YOUR TASK: In the entries below, find the lines with the word "hair" and copy them.

Referring expression data:
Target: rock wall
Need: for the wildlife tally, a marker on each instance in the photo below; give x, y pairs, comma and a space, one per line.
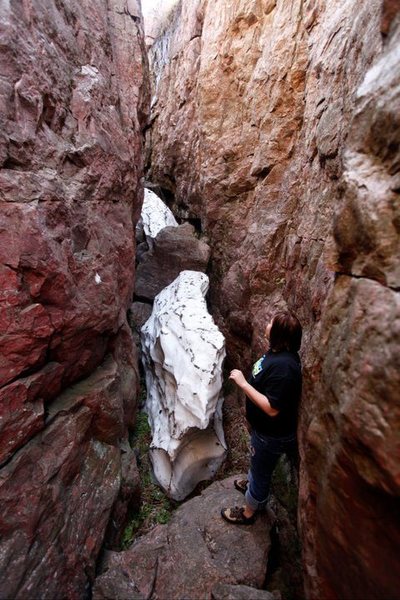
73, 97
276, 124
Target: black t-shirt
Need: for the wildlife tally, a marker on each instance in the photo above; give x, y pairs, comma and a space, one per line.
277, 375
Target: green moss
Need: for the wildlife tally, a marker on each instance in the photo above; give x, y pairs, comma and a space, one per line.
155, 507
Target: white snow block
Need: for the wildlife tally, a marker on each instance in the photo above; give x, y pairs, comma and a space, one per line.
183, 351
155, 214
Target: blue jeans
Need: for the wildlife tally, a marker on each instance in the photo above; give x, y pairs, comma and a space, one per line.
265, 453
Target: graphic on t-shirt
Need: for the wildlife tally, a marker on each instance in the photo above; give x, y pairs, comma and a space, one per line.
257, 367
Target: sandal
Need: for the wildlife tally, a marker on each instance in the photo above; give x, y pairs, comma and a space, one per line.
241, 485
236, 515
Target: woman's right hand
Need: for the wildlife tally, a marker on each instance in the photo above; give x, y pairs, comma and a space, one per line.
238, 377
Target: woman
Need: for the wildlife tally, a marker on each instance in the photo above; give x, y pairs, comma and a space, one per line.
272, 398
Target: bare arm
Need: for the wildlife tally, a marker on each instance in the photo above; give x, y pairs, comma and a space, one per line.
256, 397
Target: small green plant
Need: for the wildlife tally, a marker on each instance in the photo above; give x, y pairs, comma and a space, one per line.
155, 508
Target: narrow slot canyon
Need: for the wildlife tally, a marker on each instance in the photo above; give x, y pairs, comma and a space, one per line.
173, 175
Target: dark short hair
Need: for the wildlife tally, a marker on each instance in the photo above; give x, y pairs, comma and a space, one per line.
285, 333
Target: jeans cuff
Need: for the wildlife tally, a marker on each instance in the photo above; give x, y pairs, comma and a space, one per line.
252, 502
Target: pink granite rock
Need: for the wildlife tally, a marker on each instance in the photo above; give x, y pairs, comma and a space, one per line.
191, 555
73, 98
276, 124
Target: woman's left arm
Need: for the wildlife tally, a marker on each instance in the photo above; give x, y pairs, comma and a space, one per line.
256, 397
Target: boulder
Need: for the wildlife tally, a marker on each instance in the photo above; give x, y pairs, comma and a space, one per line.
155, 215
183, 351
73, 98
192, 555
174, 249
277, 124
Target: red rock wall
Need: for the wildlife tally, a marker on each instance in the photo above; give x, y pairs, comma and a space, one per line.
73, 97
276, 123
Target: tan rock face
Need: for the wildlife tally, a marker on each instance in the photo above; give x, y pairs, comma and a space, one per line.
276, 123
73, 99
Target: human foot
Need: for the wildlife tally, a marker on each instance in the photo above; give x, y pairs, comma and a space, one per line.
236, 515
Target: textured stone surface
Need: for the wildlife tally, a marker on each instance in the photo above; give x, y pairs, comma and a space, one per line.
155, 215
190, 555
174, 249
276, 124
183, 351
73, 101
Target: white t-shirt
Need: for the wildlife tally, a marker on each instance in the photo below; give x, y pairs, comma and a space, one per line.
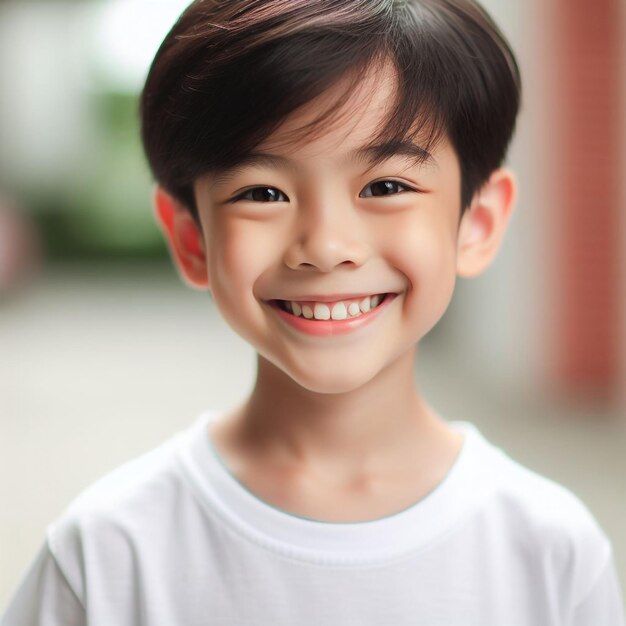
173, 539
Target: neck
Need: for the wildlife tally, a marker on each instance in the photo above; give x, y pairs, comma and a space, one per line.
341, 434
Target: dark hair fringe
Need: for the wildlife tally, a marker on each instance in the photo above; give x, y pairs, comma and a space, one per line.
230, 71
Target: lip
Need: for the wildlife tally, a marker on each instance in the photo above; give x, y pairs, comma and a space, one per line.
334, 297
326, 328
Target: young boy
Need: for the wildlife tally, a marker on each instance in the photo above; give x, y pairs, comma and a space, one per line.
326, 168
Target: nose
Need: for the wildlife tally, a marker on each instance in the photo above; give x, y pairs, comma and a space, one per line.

ANSWER FOR THIS EXERCISE:
Target: dark short hair
Target: dark hair fringe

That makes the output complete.